* START *

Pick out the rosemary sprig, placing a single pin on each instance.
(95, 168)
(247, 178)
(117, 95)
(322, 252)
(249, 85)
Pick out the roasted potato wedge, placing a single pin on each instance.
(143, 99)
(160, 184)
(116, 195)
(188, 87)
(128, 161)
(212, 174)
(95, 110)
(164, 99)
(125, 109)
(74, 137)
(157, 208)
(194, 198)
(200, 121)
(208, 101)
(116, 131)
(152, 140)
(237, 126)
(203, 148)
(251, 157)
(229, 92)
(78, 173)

* END *

* _Exercise prompt_: Convert every line of the rows above into a Markdown table with the columns Index and Content, numbering the lines in order and omitting blank lines.

* _Output of the exercise_:
| Index | Content |
|---|---|
| 1 | Pick out the rosemary sprig, placing a single pin on each instance. |
| 2 | (95, 168) |
| 3 | (247, 178) |
| 4 | (117, 95) |
| 5 | (322, 252) |
| 6 | (249, 85) |
| 7 | Pick out the roasted potato wedge, placing a single pin on each instance. |
| 8 | (143, 99) |
| 9 | (160, 184) |
| 10 | (116, 195) |
| 11 | (188, 87) |
| 12 | (128, 161) |
| 13 | (212, 174) |
| 14 | (95, 110) |
| 15 | (164, 99) |
| 16 | (125, 109) |
| 17 | (74, 137) |
| 18 | (157, 208) |
| 19 | (194, 198) |
| 20 | (200, 121) |
| 21 | (208, 101) |
| 22 | (116, 131) |
| 23 | (152, 140) |
| 24 | (237, 126) |
| 25 | (203, 148) |
| 26 | (251, 157) |
| 27 | (229, 92) |
| 28 | (78, 173) |